REQUIRED WORK:
Please reproduce the line containing "Annotate each instance of the white leather" and every line after it in the records below, exactly and with nothing else.

━━━━━ RECORDED DATA ━━━━━

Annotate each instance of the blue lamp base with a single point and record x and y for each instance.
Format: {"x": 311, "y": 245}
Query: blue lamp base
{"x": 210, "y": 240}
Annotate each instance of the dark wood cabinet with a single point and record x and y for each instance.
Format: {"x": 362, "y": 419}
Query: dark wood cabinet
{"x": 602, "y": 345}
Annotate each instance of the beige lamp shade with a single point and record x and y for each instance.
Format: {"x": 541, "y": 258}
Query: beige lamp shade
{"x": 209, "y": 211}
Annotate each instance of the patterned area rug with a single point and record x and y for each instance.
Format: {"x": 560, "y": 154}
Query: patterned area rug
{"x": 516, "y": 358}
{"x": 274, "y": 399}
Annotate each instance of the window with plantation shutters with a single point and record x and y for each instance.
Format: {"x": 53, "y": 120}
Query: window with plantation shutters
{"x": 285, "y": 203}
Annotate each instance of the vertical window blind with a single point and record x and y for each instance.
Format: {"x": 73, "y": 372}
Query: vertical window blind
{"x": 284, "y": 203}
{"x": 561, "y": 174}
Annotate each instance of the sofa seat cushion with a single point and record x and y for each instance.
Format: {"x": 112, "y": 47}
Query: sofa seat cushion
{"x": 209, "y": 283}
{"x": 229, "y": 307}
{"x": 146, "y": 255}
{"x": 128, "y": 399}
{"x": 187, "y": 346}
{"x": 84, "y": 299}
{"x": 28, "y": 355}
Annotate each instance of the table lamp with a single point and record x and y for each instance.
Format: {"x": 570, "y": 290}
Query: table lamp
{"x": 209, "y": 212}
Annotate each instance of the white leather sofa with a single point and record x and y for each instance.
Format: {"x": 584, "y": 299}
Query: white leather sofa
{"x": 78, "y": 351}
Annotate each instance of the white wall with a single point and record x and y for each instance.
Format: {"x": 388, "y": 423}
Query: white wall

━━━━━

EXERCISE ANSWER:
Annotate each instance of the white leather sofa with a single point and record x and y for each instance.
Format: {"x": 584, "y": 299}
Query: white leather sofa
{"x": 78, "y": 351}
Annotate each instance of the white wall with a single point and record x and y for each instance.
Format: {"x": 388, "y": 423}
Query: white wall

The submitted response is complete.